━━━ RECORDS SUPPLIED
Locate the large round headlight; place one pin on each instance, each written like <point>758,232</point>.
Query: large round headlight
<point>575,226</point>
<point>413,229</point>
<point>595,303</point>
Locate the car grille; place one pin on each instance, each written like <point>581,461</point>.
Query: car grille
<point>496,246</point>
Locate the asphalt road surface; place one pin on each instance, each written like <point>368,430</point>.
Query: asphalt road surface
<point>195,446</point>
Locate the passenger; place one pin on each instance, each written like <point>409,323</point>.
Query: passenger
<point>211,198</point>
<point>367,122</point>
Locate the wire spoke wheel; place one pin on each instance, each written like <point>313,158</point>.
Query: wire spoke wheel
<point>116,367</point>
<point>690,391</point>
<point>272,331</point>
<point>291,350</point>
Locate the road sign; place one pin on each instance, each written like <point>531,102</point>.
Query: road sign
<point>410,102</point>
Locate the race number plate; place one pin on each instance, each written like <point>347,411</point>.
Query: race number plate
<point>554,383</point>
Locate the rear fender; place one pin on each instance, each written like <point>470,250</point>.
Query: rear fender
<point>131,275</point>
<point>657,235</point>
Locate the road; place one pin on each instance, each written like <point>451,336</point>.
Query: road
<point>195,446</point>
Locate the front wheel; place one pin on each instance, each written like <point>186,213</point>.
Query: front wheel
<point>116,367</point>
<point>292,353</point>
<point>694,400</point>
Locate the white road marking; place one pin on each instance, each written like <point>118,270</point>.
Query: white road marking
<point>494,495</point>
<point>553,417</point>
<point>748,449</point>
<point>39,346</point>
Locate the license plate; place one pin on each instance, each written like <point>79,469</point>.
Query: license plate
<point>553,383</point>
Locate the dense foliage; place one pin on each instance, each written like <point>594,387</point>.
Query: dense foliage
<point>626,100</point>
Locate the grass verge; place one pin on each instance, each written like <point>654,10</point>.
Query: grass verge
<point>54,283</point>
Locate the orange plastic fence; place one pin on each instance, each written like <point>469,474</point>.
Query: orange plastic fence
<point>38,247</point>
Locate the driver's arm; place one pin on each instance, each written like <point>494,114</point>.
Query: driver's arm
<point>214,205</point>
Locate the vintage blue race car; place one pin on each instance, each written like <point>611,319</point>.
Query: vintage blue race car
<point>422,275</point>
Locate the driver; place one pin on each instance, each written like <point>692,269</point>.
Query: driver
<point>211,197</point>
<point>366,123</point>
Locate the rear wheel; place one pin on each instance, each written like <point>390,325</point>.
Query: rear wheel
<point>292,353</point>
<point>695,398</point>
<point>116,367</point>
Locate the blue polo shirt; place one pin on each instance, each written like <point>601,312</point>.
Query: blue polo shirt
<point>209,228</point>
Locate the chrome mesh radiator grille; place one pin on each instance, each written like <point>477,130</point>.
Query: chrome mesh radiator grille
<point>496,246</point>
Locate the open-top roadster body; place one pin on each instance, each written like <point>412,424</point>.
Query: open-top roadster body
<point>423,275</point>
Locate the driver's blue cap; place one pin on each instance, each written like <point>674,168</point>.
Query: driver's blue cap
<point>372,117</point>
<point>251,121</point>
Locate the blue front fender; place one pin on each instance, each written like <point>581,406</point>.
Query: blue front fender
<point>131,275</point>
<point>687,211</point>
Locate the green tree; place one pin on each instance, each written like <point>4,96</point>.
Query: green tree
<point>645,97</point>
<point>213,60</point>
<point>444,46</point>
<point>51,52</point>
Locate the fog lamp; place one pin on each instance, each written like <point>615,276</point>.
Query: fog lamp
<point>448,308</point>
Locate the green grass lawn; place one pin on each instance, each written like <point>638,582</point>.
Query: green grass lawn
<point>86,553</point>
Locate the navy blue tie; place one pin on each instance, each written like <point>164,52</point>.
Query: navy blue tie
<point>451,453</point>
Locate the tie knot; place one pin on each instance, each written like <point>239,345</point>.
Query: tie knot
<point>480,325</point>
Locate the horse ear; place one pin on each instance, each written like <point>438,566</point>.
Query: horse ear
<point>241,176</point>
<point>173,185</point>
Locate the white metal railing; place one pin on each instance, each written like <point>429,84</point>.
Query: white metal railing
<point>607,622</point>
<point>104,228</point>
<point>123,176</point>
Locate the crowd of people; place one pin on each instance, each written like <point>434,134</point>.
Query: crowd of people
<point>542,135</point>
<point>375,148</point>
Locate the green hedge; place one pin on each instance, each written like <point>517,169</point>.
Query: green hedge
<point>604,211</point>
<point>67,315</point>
━━━━━━
TO DO –
Swap every occurrence of "place one pin" in these lines for "drop one marker", and leave everything else unchanged.

WRITTEN ANSWER –
Locate the large round headlight; drop one marker on each instance, each written like <point>758,232</point>.
Query: large round headlight
<point>575,226</point>
<point>413,229</point>
<point>595,303</point>
Locate the car grille; drop one marker on each instance, each written like <point>581,461</point>.
Query: car grille
<point>496,246</point>
Locate the asphalt road surface; drop one marker on each instance, each written like <point>368,430</point>.
Query: asphalt road surface
<point>195,446</point>
Locate the passenger; drop one marker on each instance, each written like <point>409,323</point>.
Query: passenger
<point>211,198</point>
<point>367,122</point>
Locate the wire spoke wheel; drop one marker on each instance, each written like <point>313,158</point>.
Query: wire spoke wheel
<point>116,367</point>
<point>690,391</point>
<point>272,331</point>
<point>291,350</point>
Locate the road sign; drop one marker on each instance, each written like <point>531,102</point>.
Query: road sign
<point>410,102</point>
Locate the race number plate; drop one marker on each instance, each written like <point>347,411</point>.
Query: race number plate
<point>554,383</point>
Locate the rear fender; drop one marker on each instance, each written like <point>470,250</point>.
Query: rear fender
<point>131,275</point>
<point>657,235</point>
Locate the road; drop one marker on each instance, each written like <point>451,336</point>.
Query: road
<point>195,446</point>
Locate the front wheel; drop one marker on each instance, each written like <point>186,213</point>.
Query: front wheel
<point>116,367</point>
<point>292,353</point>
<point>694,400</point>
Locate the white road marking; drop one marker on each instance, each written like <point>118,270</point>.
Query: white road marking
<point>494,495</point>
<point>553,417</point>
<point>748,449</point>
<point>39,346</point>
Locate the license plate; drop one marker on each instance, each written like <point>79,469</point>.
Query: license plate
<point>553,383</point>
Locate the dense foliage; drop one marker on each instance, each written like <point>594,387</point>.
Query: dense foliage
<point>626,100</point>
Locate the grass verge; drop one marker on each instance, each written like <point>654,10</point>.
Query: grass verge
<point>54,283</point>
Locate the orange plastic fence; drop one marker on each instance, each written like <point>469,474</point>.
Query: orange plastic fence
<point>38,247</point>
Locate the driver's arm; drop one marker on each instance, each written like <point>494,114</point>.
Query: driver's arm
<point>214,205</point>
Locate the vintage blue race car; drop one marker on each instance, each written like <point>611,319</point>.
Query: vintage blue race car
<point>422,275</point>
Locate the driver; drop one marker on each instance, each written like <point>692,269</point>.
Query: driver
<point>211,197</point>
<point>366,123</point>
Locate the rear wheel; drop one marker on each instance, each written like <point>390,325</point>.
Query: rear wheel
<point>292,353</point>
<point>695,398</point>
<point>116,367</point>
Locate the blue polo shirt; drop one marker on each instance, each written like <point>601,312</point>.
Query: blue polo shirt
<point>209,228</point>
Locate the chrome mesh radiator grille; drop one marker on each instance, each written like <point>477,130</point>.
Query: chrome mesh radiator grille
<point>496,246</point>
Locate the open-top roadster body; drop one marker on each instance, each written like <point>412,424</point>.
Query: open-top roadster body
<point>423,275</point>
Locate the driver's blue cap; drop one marker on each instance, each written like <point>674,168</point>.
Query: driver's blue cap
<point>372,117</point>
<point>251,121</point>
Locate the blue front fender; drop one marker on each instance, each written like <point>581,406</point>.
Query: blue front fender
<point>131,275</point>
<point>687,211</point>
Locate the green tree; drop one marker on each instance, each written like <point>4,96</point>.
Query: green tree
<point>645,97</point>
<point>213,60</point>
<point>444,46</point>
<point>51,52</point>
Locate the fog lamp; drop one marker on each instance, each written like <point>615,276</point>.
Query: fog lamp
<point>448,308</point>
Locate the green grass lawn; drop one marker on each instance, each written like <point>638,582</point>.
Query: green grass lawn
<point>86,553</point>
Locate the navy blue tie; drop one marker on each instance, each written like <point>164,52</point>.
Query: navy blue tie
<point>451,453</point>
Locate the tie knot; drop one marker on each instance, each written like <point>239,345</point>.
Query: tie knot
<point>480,325</point>
Locate the horse ear; drop one marker on each instance, each written like <point>438,566</point>.
Query: horse ear
<point>241,176</point>
<point>173,185</point>
Locate the white metal railing; drop one marker on each instance, each written like <point>429,84</point>.
Query: white metal railing
<point>607,622</point>
<point>104,228</point>
<point>123,176</point>
Locate the crowd of people; drop one marker on each instance, each written like <point>434,134</point>.
Query: crowd of people
<point>542,135</point>
<point>375,148</point>
Locate the green hedge; drop one marker on each instance, each written like <point>517,169</point>.
Query: green hedge
<point>604,211</point>
<point>67,315</point>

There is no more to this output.